═════ Passage provided
What's the most honest way to express grams per watt?

Mellodrama

Well-Known Member
Is it grams of dried, trimmed bud? Do you ignore trim, leaves, etc.?

What if you added some lights during the grow? Would you figure the wattage just before harvest?

In the case of an LED grow, do you include driver losses and fans? The simplest thing (and the most conservative) would be to insert a Kill-A-Watt into the power line upstream of the closet and take a total reading. LED's, drivers, and fans.
 

GroErr

Well-Known Member
imo, the most honest reading would be G/KWhr used in the complete grow cycle. Of course that would take having a meter (cheap/readily available now) to take actual draw readings of all components used, e.g. lights, fans, heating/cooling, etc. and against dry/cured/usable buds. This would allow for different veg times, flowering times, efficiency of lights/cooling/heating etc. I have metered every device used, if I get some time I'm going to see if I can put a spreadsheet together to capture all components and come up with a G/KWhr number as a baseline against future grows.
 

FranJan

Well-Known Member
Watt would be nice if you could get a peak par value at an agreed distance from manufacturers, divided that number by true draw (killowatt reading), then divided that by what you chopped and dried, a wet read if you will, and then the same formula, but exchange what you chopped and dried, with what you cured for smoking/vaping, or a street read. The PAR reading will act as a common factor describing each lights growing potential and then it's divided by the wattage to see how much that PAR energy costs your system to produce. A lumens per watts for LED growers, if you will. Then the two other numbers are for seeing what you pulled off the plant that can be used and the other a more subjective number but a better demonstration of the street value of your grow. What you can easily make or save. Also I think it separates any blue bias from the PAR reading and too much leafy materiel that some blue based white grows have can have. Unless your Hans and those spiky buds of his. LOL

Too simple, probably, but grams/watt is too simple for LEDs and we could use a formula that everyone can figure out. And you'd have to have some standard for the PAR measurement which isn't easy to get people to agree about I bet. IDK this shit just gets my head hurting.
══════════
═════ Information supplied
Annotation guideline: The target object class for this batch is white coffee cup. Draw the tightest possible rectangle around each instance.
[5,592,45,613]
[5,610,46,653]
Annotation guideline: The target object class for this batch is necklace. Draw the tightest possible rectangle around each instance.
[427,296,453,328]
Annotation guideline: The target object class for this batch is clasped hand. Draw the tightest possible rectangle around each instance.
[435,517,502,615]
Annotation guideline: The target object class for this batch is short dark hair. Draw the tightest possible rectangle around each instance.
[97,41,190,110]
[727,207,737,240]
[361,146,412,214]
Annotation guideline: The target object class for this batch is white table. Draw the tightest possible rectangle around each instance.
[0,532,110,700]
══════════
The request: From the forum thread on grams per watt, output the part that opens with the words containing "What's the most" and closes with "just before harvest?". The records are separate material and have no connection to the forum thread on grams per watt.

Complete output:
What's the most honest way to express grams per watt?

Mellodrama

Well-Known Member
Is it grams of dried, trimmed bud? Do you ignore trim, leaves, etc.?

What if you added some lights during the grow? Would you figure the wattage just before harvest?